# YOUR GOAL
Nothing in the records should differ when you write them out again.

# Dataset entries
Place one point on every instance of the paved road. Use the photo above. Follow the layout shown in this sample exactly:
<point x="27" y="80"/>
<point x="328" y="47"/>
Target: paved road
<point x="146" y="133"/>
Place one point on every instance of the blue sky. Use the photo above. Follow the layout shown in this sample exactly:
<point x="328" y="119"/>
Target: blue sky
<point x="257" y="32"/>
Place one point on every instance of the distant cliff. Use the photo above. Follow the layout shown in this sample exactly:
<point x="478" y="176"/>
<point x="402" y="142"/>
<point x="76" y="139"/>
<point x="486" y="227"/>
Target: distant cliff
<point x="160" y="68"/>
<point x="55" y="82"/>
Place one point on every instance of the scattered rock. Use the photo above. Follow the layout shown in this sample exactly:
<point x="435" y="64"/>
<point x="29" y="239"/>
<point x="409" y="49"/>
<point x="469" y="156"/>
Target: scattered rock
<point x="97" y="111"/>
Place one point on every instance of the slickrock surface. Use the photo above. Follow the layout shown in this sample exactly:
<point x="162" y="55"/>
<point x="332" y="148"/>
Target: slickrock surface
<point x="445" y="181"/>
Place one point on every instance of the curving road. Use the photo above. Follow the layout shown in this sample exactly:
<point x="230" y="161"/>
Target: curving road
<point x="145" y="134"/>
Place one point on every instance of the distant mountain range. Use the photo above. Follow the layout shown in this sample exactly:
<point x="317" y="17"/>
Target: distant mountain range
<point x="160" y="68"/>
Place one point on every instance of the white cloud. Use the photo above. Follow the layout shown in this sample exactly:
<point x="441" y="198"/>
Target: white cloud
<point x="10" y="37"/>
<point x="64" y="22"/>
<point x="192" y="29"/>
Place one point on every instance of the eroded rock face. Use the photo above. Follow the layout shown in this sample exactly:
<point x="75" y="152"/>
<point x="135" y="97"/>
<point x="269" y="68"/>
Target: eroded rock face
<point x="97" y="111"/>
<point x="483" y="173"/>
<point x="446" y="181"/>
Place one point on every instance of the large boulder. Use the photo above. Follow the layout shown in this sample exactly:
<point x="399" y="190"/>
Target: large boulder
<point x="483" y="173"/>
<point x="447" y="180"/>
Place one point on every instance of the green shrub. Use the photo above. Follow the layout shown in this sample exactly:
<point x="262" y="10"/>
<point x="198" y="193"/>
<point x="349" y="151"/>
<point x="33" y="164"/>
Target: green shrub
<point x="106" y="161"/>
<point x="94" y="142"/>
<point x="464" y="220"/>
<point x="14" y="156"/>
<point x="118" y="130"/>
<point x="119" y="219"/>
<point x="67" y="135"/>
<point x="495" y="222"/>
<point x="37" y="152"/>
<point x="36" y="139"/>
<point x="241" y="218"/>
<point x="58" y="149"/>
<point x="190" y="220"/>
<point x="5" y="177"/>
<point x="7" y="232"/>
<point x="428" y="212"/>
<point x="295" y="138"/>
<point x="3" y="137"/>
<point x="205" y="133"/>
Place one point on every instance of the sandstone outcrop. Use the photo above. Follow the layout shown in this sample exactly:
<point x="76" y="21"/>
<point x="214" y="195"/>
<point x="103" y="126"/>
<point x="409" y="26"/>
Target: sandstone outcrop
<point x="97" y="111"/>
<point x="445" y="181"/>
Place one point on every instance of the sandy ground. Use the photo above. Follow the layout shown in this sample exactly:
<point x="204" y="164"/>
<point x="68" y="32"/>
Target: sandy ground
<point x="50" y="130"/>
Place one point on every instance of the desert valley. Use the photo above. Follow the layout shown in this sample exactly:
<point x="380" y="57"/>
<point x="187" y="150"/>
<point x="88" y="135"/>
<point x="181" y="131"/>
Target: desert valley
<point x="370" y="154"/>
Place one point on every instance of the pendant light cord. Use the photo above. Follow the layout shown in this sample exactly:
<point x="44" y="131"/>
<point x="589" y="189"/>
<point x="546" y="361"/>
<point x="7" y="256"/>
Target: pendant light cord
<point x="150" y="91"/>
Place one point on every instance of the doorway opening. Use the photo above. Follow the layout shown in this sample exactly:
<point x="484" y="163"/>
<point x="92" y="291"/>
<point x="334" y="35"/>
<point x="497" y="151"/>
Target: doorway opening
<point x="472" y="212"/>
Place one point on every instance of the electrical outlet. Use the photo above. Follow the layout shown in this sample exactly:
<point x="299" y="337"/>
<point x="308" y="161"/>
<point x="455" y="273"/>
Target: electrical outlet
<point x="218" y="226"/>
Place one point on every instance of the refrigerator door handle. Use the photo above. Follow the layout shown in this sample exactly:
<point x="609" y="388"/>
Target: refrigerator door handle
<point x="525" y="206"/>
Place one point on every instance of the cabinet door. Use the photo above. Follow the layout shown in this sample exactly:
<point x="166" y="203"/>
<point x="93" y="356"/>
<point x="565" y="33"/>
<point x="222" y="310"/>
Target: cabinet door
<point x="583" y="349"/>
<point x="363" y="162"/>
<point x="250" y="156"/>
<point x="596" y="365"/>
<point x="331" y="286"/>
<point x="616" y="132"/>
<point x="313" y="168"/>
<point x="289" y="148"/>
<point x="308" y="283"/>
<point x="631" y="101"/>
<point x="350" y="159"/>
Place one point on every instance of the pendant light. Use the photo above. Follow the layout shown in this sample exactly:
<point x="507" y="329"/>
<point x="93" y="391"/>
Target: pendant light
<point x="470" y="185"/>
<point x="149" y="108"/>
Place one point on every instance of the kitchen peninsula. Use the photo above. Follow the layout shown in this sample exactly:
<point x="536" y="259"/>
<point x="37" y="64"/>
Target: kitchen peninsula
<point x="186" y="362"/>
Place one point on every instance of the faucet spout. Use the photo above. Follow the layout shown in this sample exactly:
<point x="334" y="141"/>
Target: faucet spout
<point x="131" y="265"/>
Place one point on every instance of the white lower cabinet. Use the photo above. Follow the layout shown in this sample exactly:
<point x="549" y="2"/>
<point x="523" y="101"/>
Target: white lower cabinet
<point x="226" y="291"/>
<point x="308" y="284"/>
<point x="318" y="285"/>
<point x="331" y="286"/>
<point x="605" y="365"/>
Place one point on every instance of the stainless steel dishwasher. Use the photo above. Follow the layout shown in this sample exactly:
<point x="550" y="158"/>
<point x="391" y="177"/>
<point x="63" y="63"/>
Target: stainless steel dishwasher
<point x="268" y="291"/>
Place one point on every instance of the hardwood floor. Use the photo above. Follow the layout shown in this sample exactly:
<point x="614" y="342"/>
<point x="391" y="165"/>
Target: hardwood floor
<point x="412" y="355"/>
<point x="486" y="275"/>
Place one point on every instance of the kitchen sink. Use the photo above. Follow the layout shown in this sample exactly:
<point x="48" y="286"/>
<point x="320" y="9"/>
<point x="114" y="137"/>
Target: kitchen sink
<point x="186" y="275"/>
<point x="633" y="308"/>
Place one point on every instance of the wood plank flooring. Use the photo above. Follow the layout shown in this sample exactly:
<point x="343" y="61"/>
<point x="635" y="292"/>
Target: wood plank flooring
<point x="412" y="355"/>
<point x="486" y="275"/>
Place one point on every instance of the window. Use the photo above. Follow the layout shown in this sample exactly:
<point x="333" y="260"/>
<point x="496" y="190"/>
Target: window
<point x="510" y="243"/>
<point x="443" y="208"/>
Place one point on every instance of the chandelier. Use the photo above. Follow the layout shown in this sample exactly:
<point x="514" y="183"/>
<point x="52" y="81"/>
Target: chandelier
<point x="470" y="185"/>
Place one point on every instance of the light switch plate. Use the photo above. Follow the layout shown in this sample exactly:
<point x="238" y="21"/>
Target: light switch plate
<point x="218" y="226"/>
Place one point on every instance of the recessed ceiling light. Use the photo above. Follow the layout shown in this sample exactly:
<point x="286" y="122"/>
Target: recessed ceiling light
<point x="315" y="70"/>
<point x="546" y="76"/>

# OUTPUT OF THE EXERCISE
Place one point on every instance of the paved road. Use the photo above. Follow the layout shown in this sample exactly:
<point x="27" y="80"/>
<point x="328" y="47"/>
Target: paved road
<point x="146" y="133"/>
Place one point on every instance of the blue sky. Use the photo above. Follow the layout shown in this sample exactly:
<point x="328" y="119"/>
Target: blue sky
<point x="257" y="32"/>
Place one point on every instance of the distant cliff. Use the photo above. Follow the layout shown in this sample exactly:
<point x="478" y="176"/>
<point x="402" y="142"/>
<point x="76" y="139"/>
<point x="486" y="227"/>
Target: distant cliff
<point x="160" y="68"/>
<point x="55" y="82"/>
Place one point on every instance of the scattered rock. Use the photo above. Follow the layout shown in this sample exactly:
<point x="435" y="64"/>
<point x="29" y="239"/>
<point x="409" y="49"/>
<point x="469" y="156"/>
Target: scattered rock
<point x="97" y="111"/>
Place one point on every instance of the slickrock surface. Use the photo above. Follow the layout shown in this sample exactly:
<point x="162" y="55"/>
<point x="332" y="148"/>
Target: slickrock surface
<point x="445" y="181"/>
Place one point on every instance of the curving road. Use the photo above. Follow the layout shown in this sample exactly:
<point x="230" y="161"/>
Target: curving road
<point x="145" y="134"/>
Place one point on every instance of the distant mountain range. Use the photo above. Follow the layout shown in this sample exactly:
<point x="317" y="17"/>
Target: distant mountain range
<point x="160" y="68"/>
Place one point on every instance of the white cloud. Use the photo above. Follow the layout shown in this sample exactly:
<point x="441" y="198"/>
Target: white cloud
<point x="10" y="37"/>
<point x="64" y="22"/>
<point x="192" y="29"/>
Place one point on every instance of the eroded rock face. Use the photo above. Follow the layout shown in this sample exactly:
<point x="75" y="152"/>
<point x="135" y="97"/>
<point x="269" y="68"/>
Target: eroded rock face
<point x="97" y="111"/>
<point x="483" y="173"/>
<point x="446" y="181"/>
Place one point on every instance of the large boulder. Use the photo above. Follow the layout shown in this sample exactly:
<point x="399" y="190"/>
Target: large boulder
<point x="483" y="173"/>
<point x="447" y="180"/>
Place one point on every instance of the green shrub. Use the photo above. Follow the layout shown in this sample exactly:
<point x="262" y="10"/>
<point x="198" y="193"/>
<point x="349" y="151"/>
<point x="33" y="164"/>
Target: green shrub
<point x="106" y="161"/>
<point x="94" y="142"/>
<point x="464" y="220"/>
<point x="14" y="156"/>
<point x="118" y="130"/>
<point x="119" y="219"/>
<point x="67" y="135"/>
<point x="495" y="222"/>
<point x="37" y="152"/>
<point x="36" y="139"/>
<point x="241" y="218"/>
<point x="58" y="149"/>
<point x="190" y="220"/>
<point x="5" y="177"/>
<point x="7" y="232"/>
<point x="428" y="212"/>
<point x="295" y="138"/>
<point x="3" y="137"/>
<point x="205" y="133"/>
Place one point on every instance of the sandstone outcrop. Use the photo above. Follow the layout shown in this sample exactly:
<point x="76" y="21"/>
<point x="214" y="195"/>
<point x="103" y="126"/>
<point x="409" y="26"/>
Target: sandstone outcrop
<point x="97" y="111"/>
<point x="445" y="181"/>
Place one point on every instance of the sandy ground. Use the photo above. Follow the layout shown in this sample exactly:
<point x="204" y="164"/>
<point x="68" y="32"/>
Target: sandy ground
<point x="50" y="130"/>
Place one point on every instance of the desert valley. Use the photo above. Follow the layout shown in this sample exactly:
<point x="380" y="57"/>
<point x="187" y="150"/>
<point x="88" y="135"/>
<point x="181" y="131"/>
Target: desert valley
<point x="370" y="154"/>
Place one point on every instance of the pendant light cord. Use the photo above. Follow the layout shown in this sample exactly:
<point x="44" y="131"/>
<point x="589" y="189"/>
<point x="546" y="361"/>
<point x="7" y="256"/>
Target: pendant light cord
<point x="150" y="91"/>
Place one point on every instance of the doorway opening. Use the photo above. Follow the layout shown in this sample exactly:
<point x="484" y="163"/>
<point x="92" y="291"/>
<point x="334" y="35"/>
<point x="497" y="151"/>
Target: doorway opening
<point x="472" y="212"/>
Place one point on every instance of the electrical outlet. Use the photo above. Follow the layout shown in this sample exactly:
<point x="299" y="337"/>
<point x="308" y="161"/>
<point x="455" y="273"/>
Target: electrical outlet
<point x="218" y="226"/>
Place one point on every instance of the refrigerator door handle. Use the photo above. Follow the layout shown in this sample exactly:
<point x="609" y="388"/>
Target: refrigerator door handle
<point x="525" y="206"/>
Place one point on every instance of the cabinet door. Use the photo above. Follow the layout shown in this sample exactly:
<point x="166" y="203"/>
<point x="93" y="356"/>
<point x="565" y="33"/>
<point x="222" y="310"/>
Target: cabinet door
<point x="583" y="349"/>
<point x="363" y="162"/>
<point x="250" y="156"/>
<point x="596" y="365"/>
<point x="331" y="286"/>
<point x="616" y="132"/>
<point x="313" y="168"/>
<point x="289" y="148"/>
<point x="308" y="283"/>
<point x="631" y="101"/>
<point x="350" y="159"/>
Place one point on every instance of the pendant light. Use the photo above. Follow the layout shown in this sample exactly:
<point x="507" y="329"/>
<point x="93" y="391"/>
Target: pendant light
<point x="470" y="185"/>
<point x="149" y="108"/>
Place one point on every instance of the kitchen peninsula. Use the photo above. Follow the layout shown in this sample exactly:
<point x="536" y="259"/>
<point x="37" y="64"/>
Target: kitchen peninsula
<point x="186" y="362"/>
Place one point on every instance of the faucet spout. Use the photo above. Follow the layout shown in this sample exactly:
<point x="334" y="141"/>
Target: faucet spout
<point x="131" y="265"/>
Place one point on every instance of the white lower cabinet. Use the photo above. Follow the layout shown in this sample exactly:
<point x="549" y="2"/>
<point x="523" y="101"/>
Target: white lower cabinet
<point x="226" y="291"/>
<point x="308" y="284"/>
<point x="318" y="285"/>
<point x="331" y="286"/>
<point x="605" y="365"/>
Place one point on every instance of the stainless steel dishwasher. Use the photo above. Follow the layout shown in this sample exactly:
<point x="550" y="158"/>
<point x="391" y="177"/>
<point x="63" y="63"/>
Target: stainless steel dishwasher
<point x="268" y="291"/>
Place one point on every instance of the hardwood floor. Use the photo above. Follow the layout shown in this sample exactly:
<point x="614" y="342"/>
<point x="391" y="165"/>
Target: hardwood floor
<point x="412" y="355"/>
<point x="486" y="275"/>
Place one point on every instance of the kitchen sink. Use the photo above. Follow the layout shown in this sample exactly:
<point x="48" y="286"/>
<point x="320" y="9"/>
<point x="114" y="137"/>
Target: kitchen sink
<point x="186" y="275"/>
<point x="633" y="308"/>
Place one point on every instance of the wood plank flooring. Use the photo above. Follow the layout shown in this sample exactly:
<point x="343" y="61"/>
<point x="635" y="292"/>
Target: wood plank flooring
<point x="412" y="355"/>
<point x="486" y="275"/>
Place one point on every instance of the window. Use the photo above. Follow the layout shown in this sample exactly:
<point x="333" y="260"/>
<point x="496" y="190"/>
Target: window
<point x="510" y="243"/>
<point x="443" y="208"/>
Place one point on every instance of the chandelier. Use the photo above. Follow the layout shown in this sample exactly:
<point x="514" y="183"/>
<point x="52" y="81"/>
Target: chandelier
<point x="470" y="185"/>
Place one point on every instance of the light switch plate. Use the photo above. Follow the layout shown in this sample exactly:
<point x="238" y="21"/>
Target: light switch plate
<point x="218" y="226"/>
Place one point on every instance of the recessed ceiling light. Use the photo above. Follow the layout shown in this sample exactly:
<point x="286" y="122"/>
Target: recessed ceiling light
<point x="315" y="70"/>
<point x="546" y="76"/>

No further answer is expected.